#### Consigne 1:
Combien de lignes du listing contiennent la chaîne « boulder », en tenant compte de la casse ? Indiquez seulement le nombre.

Après avoir passé en revue les données de base du combat et de la manière dont un écrivain peut lui donner vie sur la page, je vous propose encore deux petits billets pour détailler deux situations qui sont récurrentes, dans tous types de littérature : le combat au corps-à-corps et le combat à distance.
Comme dans tous les articles qui précèdent dans cette série consacrée à la guerre, je n’ai aucune prétention de connaître quoi que ce soit à la réalité des techniques de combat : ce n’est pas le propos. Il s’agit simplement ici de prendre note de quelques réalités qui pourraient venir nourrir les scènes de bagarre dans les romans que vous souhaiteriez écrire. Si vous souhaitez en apprendre davantage sur l’escrime et les arts martiaux, vous trouverez ailleurs de bien meilleurs professeurs.
Qu’est-ce qu’on entend exactement par « combat au corps-à-corps » ? En deux mots, il s’agit tout simplement de toute forme d’engagement physique où les participants, pour pouvoir s’atteindre mutuellement, sont obligés de s’approcher les uns des autres assez près pour prendre le risque d’être touchés eux aussi. En clair, dans un corps-à-corps, les combattants sont assez proches pour se toucher, pour se saisir, qu’ils se battent à l’arme blanche ou à mains nues.
De ce constat découle la règle principale de tout engagement au corps-à-corps : par définition, pour tenter de blesser son adversaire, on doit s’exposer à être blessé soi aussi.

#### Consigne 2:
Ces affirmations s’accordent-elles avec l’extrait sur les scènes de combat ? Pour chacune, répondez par oui ou par non, en citant mot pour mot le passage décisif.
(a) L’auteur prétend maîtriser la réalité des techniques de combat.
(b) Le corps-à-corps peut se livrer à l’arme blanche comme à mains nues.
(c) D’après la règle principale, on peut tenter de blesser son adversaire sans s’exposer soi-même.

#### Matériel fourni:
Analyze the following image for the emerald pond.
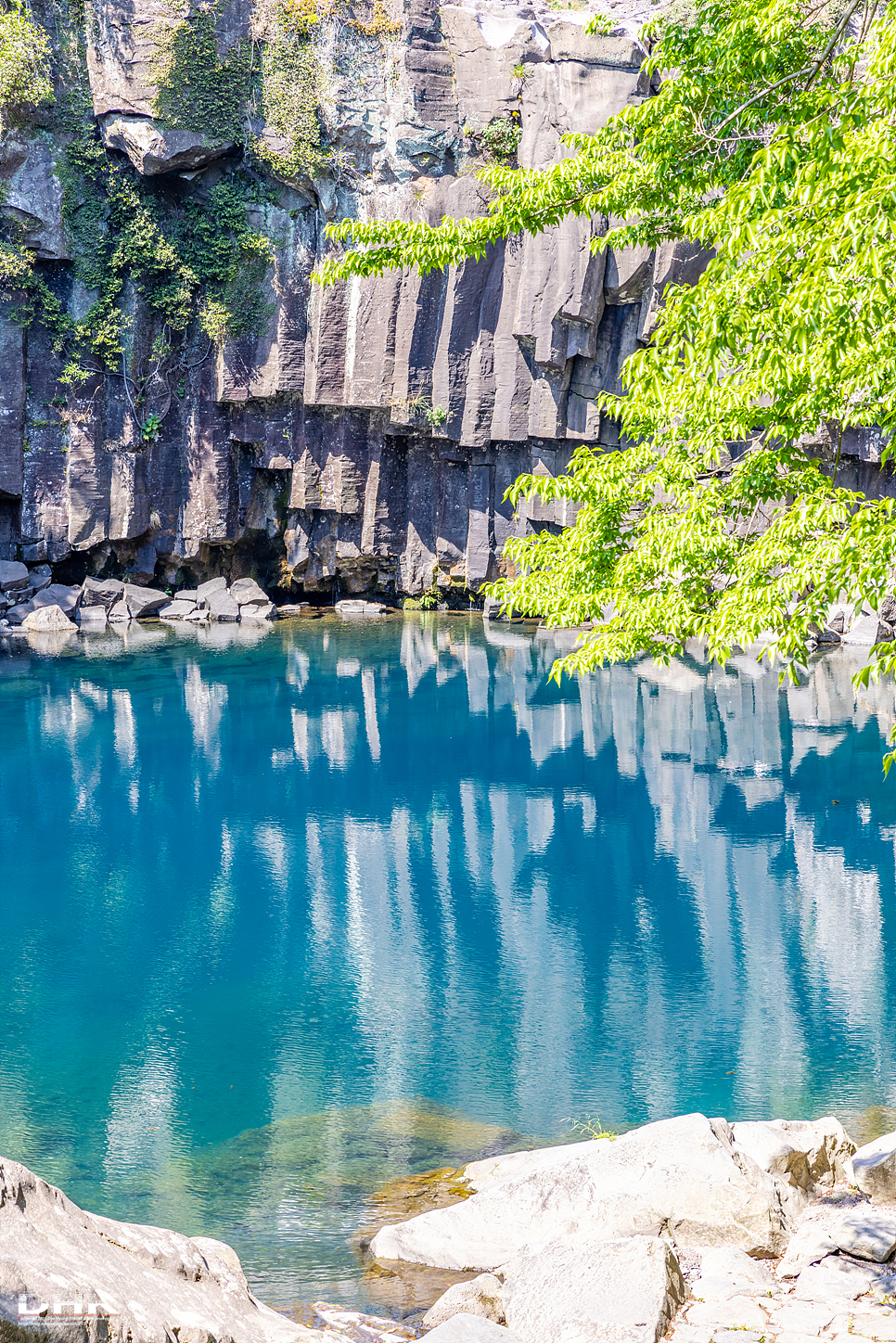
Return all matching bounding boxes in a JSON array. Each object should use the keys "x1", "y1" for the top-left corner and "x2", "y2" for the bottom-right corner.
[{"x1": 0, "y1": 612, "x2": 896, "y2": 1307}]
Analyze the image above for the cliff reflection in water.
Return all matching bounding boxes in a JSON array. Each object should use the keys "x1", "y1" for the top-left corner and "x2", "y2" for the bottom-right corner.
[{"x1": 0, "y1": 615, "x2": 896, "y2": 1300}]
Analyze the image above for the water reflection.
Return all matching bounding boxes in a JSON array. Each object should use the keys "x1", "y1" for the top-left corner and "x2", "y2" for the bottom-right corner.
[{"x1": 0, "y1": 617, "x2": 896, "y2": 1301}]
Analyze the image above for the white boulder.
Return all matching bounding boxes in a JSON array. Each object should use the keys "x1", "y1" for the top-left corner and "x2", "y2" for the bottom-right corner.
[
  {"x1": 690, "y1": 1247, "x2": 780, "y2": 1301},
  {"x1": 731, "y1": 1115, "x2": 856, "y2": 1193},
  {"x1": 794, "y1": 1254, "x2": 877, "y2": 1301},
  {"x1": 846, "y1": 1132, "x2": 896, "y2": 1203},
  {"x1": 21, "y1": 606, "x2": 78, "y2": 633},
  {"x1": 503, "y1": 1235, "x2": 688, "y2": 1343},
  {"x1": 778, "y1": 1221, "x2": 838, "y2": 1277},
  {"x1": 830, "y1": 1206, "x2": 896, "y2": 1264},
  {"x1": 423, "y1": 1273, "x2": 506, "y2": 1330},
  {"x1": 208, "y1": 587, "x2": 239, "y2": 620},
  {"x1": 371, "y1": 1115, "x2": 788, "y2": 1269},
  {"x1": 0, "y1": 1159, "x2": 326, "y2": 1343}
]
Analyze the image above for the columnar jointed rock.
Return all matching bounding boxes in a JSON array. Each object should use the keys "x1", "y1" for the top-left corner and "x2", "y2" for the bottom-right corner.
[{"x1": 0, "y1": 1160, "x2": 324, "y2": 1343}]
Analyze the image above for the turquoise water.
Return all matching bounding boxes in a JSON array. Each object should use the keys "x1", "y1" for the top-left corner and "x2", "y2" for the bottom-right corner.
[{"x1": 0, "y1": 614, "x2": 896, "y2": 1304}]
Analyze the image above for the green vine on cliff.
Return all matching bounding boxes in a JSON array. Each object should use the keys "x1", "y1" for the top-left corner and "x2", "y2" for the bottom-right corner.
[
  {"x1": 252, "y1": 0, "x2": 327, "y2": 179},
  {"x1": 149, "y1": 6, "x2": 252, "y2": 144}
]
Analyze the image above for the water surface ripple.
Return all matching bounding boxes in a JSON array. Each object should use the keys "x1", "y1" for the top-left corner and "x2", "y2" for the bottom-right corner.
[{"x1": 0, "y1": 614, "x2": 896, "y2": 1304}]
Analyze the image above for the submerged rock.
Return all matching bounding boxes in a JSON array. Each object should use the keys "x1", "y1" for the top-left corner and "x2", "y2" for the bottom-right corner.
[
  {"x1": 426, "y1": 1315, "x2": 522, "y2": 1343},
  {"x1": 371, "y1": 1115, "x2": 788, "y2": 1269}
]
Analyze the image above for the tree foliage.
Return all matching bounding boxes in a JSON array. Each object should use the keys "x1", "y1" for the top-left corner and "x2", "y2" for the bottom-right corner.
[
  {"x1": 0, "y1": 0, "x2": 52, "y2": 132},
  {"x1": 318, "y1": 0, "x2": 896, "y2": 768}
]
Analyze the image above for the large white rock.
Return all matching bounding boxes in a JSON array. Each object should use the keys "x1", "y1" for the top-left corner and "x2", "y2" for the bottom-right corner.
[
  {"x1": 778, "y1": 1221, "x2": 838, "y2": 1277},
  {"x1": 732, "y1": 1115, "x2": 856, "y2": 1193},
  {"x1": 371, "y1": 1115, "x2": 788, "y2": 1269},
  {"x1": 690, "y1": 1241, "x2": 778, "y2": 1301},
  {"x1": 423, "y1": 1273, "x2": 506, "y2": 1330},
  {"x1": 846, "y1": 1132, "x2": 896, "y2": 1203},
  {"x1": 21, "y1": 606, "x2": 78, "y2": 633},
  {"x1": 0, "y1": 1159, "x2": 326, "y2": 1343},
  {"x1": 503, "y1": 1235, "x2": 688, "y2": 1343},
  {"x1": 794, "y1": 1254, "x2": 877, "y2": 1301}
]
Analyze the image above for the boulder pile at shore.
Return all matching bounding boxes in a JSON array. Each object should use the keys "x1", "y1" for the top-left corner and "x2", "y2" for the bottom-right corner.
[
  {"x1": 0, "y1": 1115, "x2": 896, "y2": 1343},
  {"x1": 0, "y1": 560, "x2": 276, "y2": 633}
]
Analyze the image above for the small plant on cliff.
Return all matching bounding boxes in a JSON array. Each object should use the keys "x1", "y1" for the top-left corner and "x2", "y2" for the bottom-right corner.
[
  {"x1": 140, "y1": 415, "x2": 161, "y2": 443},
  {"x1": 0, "y1": 0, "x2": 52, "y2": 133},
  {"x1": 320, "y1": 0, "x2": 896, "y2": 774},
  {"x1": 474, "y1": 111, "x2": 522, "y2": 159},
  {"x1": 564, "y1": 1115, "x2": 620, "y2": 1143}
]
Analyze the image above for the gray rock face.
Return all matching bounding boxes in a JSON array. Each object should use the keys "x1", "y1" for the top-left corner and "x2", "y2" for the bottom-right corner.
[
  {"x1": 0, "y1": 1160, "x2": 323, "y2": 1343},
  {"x1": 208, "y1": 588, "x2": 239, "y2": 620},
  {"x1": 0, "y1": 560, "x2": 28, "y2": 593},
  {"x1": 81, "y1": 578, "x2": 125, "y2": 611},
  {"x1": 0, "y1": 130, "x2": 70, "y2": 261},
  {"x1": 196, "y1": 578, "x2": 227, "y2": 606},
  {"x1": 778, "y1": 1222, "x2": 838, "y2": 1277},
  {"x1": 851, "y1": 1133, "x2": 896, "y2": 1203},
  {"x1": 123, "y1": 582, "x2": 169, "y2": 620},
  {"x1": 503, "y1": 1235, "x2": 688, "y2": 1343},
  {"x1": 0, "y1": 0, "x2": 888, "y2": 588},
  {"x1": 99, "y1": 113, "x2": 234, "y2": 177},
  {"x1": 371, "y1": 1115, "x2": 788, "y2": 1267},
  {"x1": 230, "y1": 579, "x2": 270, "y2": 609},
  {"x1": 423, "y1": 1273, "x2": 506, "y2": 1330},
  {"x1": 732, "y1": 1115, "x2": 856, "y2": 1193}
]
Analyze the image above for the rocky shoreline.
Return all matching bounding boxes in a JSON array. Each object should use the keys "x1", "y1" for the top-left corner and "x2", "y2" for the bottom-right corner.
[
  {"x1": 0, "y1": 560, "x2": 896, "y2": 653},
  {"x1": 0, "y1": 1115, "x2": 896, "y2": 1343}
]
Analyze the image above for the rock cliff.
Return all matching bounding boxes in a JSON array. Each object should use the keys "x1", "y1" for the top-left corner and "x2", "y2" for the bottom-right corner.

#### Corrigé détaillé 1:
2

#### Corrigé détaillé 2:
(a) Non : « je n’ai aucune prétention de connaître quoi que ce soit à la réalité des techniques de combat ».
(b) Oui : « qu’ils se battent à l’arme blanche ou à mains nues ».
(c) Non : « pour tenter de blesser son adversaire, on doit s’exposer à être blessé soi aussi ».